▸ **What is asked**:
1. In the Fuel shutdown thread below, rewrite the paragraph that begins "I normally leave my Fuel run 24x7" as a single shorter sentence that keeps its main facts.
2. Answer these questions from the Fuel shutdown thread below:
(a) At what voltage was the 1.5V low fault limit reached?
(b) What command does the reply give for getting the machine running again in the meantime?
(c) What kind of failure does the reply name as the reason?

▸ **Excerpt to read**:
--*--

SGI: Hardware

A mysterious shut-down... - Page 1

I normally leave my Fuel run 24x7; however, the other day when I came home it was down and after reboot, I'd found in syslog:
unix: |$(0x15a)WARNING: 001a01 ATTN: 1.5V low warning limit reached @ 1.340V.
unix: |$(0x15a)WARNING: 001a01 ATTN: 1.5V low warning limit reached @ 1.269V.
unix: |$(0x160)WARNING: 001a01 ATTN: 1.5V level stabilized @ 1.452V.
unix: |$(0x15a)WARNING: 001a01 ATTN: 1.5V low warning limit reached @ 1.255V.
unix: |$(0x160)WARNING: 001a01 ATTN: 1.5V level stabilized @ 1.354V.
unix: |$(0x158)WARNING: 001a01 ATTN: 1.5V low fault limit reached @ 1.199V.
unix: WARNING: Auto power down will be delayed until shutdown is complete.
unix: |$(0x163)WARNING: 001a01 ATTN: power down aborted, environmental monitor reset
Xsession: mephisto: logout
INFO: The system is shutting down.
INFO: Please wait.
4D:IRIS /usr/etc/eventmond[794]: The child process was killed by the signal 9
0D:IRIS inetd[265]: inetd received SIGTERM; terminating.
3F:IRIS syslogd: going down on signal 15

What in your opinion is the exact reason for that? Can I do anything about it?
371- 528 - 818 - ?
Oskar45 wrote: I normally leave my Fuel run 24x7; however, the other day when I came home it was down and after reboot, I'd found in syslog:

Code: Select all

unix: |$(0x15a)WARNING: 001a01 ATTN: 1.5V low warning limit reached @  1.340V.
unix: |$(0x15a)WARNING: 001a01 ATTN: 1.5V low warning limit reached @  1.269V.
unix: |$(0x160)WARNING: 001a01 ATTN: 1.5V level stabilized @  1.452V.
unix: |$(0x15a)WARNING: 001a01 ATTN: 1.5V low warning limit reached @  1.255V.
unix: |$(0x160)WARNING: 001a01 ATTN: 1.5V level stabilized @  1.354V.
unix: |$(0x158)WARNING: 001a01 ATTN: 1.5V low fault limit reached @  1.199V.

What in your opinion is the exact reason for that?

Mainboard monitoring failure ...
Can I do anything about it?

You have a service contract. Get a new one. In the meanwhile < l1cmd env off > will get you back running. That's what us normal mortals have to do :) The environment monitoring on Fuel sucks. SGI probably lost plenty of money by cheapying out on the components there. Save a nickel, lose a dollar MBA-think. Oops.

--*--

▸ **Information given**:
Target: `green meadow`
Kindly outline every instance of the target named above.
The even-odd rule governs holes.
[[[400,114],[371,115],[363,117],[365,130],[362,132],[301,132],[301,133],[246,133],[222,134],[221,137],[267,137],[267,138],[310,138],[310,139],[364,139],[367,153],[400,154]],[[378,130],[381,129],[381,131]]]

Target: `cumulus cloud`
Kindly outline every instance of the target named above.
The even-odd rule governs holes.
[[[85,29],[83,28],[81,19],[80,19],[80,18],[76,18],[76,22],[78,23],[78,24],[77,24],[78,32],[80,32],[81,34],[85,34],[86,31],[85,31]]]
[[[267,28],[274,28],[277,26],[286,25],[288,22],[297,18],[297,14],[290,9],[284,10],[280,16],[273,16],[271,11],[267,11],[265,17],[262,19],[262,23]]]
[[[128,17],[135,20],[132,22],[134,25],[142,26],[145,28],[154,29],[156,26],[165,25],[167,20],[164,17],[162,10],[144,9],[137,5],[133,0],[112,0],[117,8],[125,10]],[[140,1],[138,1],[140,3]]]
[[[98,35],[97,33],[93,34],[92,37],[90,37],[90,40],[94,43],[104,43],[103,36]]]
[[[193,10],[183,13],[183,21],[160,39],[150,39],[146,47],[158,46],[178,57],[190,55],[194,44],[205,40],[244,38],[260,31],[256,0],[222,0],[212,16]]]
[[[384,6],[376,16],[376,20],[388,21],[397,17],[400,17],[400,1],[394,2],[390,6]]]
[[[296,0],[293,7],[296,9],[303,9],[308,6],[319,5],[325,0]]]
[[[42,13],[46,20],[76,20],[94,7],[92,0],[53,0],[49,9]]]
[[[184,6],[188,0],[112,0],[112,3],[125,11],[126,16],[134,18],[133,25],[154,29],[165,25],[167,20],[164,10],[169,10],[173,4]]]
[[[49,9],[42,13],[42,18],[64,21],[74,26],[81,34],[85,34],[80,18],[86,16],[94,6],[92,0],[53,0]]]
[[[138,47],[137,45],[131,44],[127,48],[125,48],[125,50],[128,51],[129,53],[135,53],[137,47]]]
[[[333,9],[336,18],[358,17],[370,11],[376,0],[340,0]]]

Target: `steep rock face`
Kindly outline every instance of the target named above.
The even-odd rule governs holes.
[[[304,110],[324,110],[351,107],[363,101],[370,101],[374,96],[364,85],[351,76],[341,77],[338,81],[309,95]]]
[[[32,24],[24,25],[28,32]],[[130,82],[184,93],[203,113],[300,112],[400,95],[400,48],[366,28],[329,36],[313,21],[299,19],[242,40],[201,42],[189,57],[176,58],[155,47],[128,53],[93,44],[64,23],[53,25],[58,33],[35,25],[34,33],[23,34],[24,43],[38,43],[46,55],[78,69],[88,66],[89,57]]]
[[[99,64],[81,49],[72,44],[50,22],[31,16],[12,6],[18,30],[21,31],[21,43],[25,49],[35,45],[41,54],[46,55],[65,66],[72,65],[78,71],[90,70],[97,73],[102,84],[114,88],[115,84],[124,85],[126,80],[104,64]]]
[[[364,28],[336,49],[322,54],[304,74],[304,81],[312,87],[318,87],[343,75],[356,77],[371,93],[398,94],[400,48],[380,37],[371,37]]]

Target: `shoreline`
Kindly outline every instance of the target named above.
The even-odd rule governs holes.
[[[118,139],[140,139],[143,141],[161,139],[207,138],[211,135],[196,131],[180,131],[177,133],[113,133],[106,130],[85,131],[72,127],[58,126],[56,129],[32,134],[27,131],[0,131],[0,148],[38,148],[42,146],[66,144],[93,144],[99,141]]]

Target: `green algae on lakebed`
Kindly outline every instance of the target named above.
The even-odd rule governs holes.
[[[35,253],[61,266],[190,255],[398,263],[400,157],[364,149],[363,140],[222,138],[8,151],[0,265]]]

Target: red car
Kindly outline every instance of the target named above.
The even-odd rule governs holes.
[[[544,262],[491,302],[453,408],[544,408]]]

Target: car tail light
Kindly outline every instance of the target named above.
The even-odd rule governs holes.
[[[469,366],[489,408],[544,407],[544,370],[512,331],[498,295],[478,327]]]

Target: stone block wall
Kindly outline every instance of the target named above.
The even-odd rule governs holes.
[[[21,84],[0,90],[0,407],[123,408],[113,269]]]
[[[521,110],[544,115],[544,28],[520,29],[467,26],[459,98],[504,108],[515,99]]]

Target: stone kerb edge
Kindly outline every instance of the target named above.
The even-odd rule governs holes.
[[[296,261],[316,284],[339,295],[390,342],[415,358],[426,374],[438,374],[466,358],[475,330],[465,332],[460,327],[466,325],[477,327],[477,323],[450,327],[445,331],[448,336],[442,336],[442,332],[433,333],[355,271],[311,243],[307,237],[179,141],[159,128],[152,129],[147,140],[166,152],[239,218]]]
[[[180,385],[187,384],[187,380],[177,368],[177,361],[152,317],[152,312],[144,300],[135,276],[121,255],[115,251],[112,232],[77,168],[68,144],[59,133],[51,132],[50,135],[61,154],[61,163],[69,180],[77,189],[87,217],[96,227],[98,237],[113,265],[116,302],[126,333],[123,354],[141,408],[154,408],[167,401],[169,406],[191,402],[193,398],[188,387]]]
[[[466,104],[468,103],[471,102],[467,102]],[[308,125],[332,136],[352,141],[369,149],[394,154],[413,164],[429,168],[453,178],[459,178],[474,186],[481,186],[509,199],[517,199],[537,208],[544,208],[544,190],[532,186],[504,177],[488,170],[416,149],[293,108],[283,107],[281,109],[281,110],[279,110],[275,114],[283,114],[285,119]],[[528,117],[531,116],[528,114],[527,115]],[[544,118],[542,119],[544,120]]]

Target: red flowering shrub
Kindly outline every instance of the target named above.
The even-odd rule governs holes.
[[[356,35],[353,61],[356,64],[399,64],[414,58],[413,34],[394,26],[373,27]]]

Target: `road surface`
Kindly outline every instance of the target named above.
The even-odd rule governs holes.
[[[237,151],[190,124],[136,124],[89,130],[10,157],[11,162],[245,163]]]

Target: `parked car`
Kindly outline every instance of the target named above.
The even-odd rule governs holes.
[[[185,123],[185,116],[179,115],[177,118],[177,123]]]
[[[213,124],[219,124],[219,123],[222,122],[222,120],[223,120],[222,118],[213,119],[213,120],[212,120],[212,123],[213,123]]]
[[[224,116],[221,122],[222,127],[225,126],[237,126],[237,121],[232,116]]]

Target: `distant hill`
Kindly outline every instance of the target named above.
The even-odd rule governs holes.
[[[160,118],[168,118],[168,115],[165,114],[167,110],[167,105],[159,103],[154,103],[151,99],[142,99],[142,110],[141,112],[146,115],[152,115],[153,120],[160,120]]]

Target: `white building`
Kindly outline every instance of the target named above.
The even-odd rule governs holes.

--*--

▸ **Answer list**:
1. The Fuel, normally left running around the clock, was found down one day, and after a reboot the syslog showed the entries that follow.

2.
(a) 1.199V
(b) l1cmd env off
(c) Mainboard monitoring failure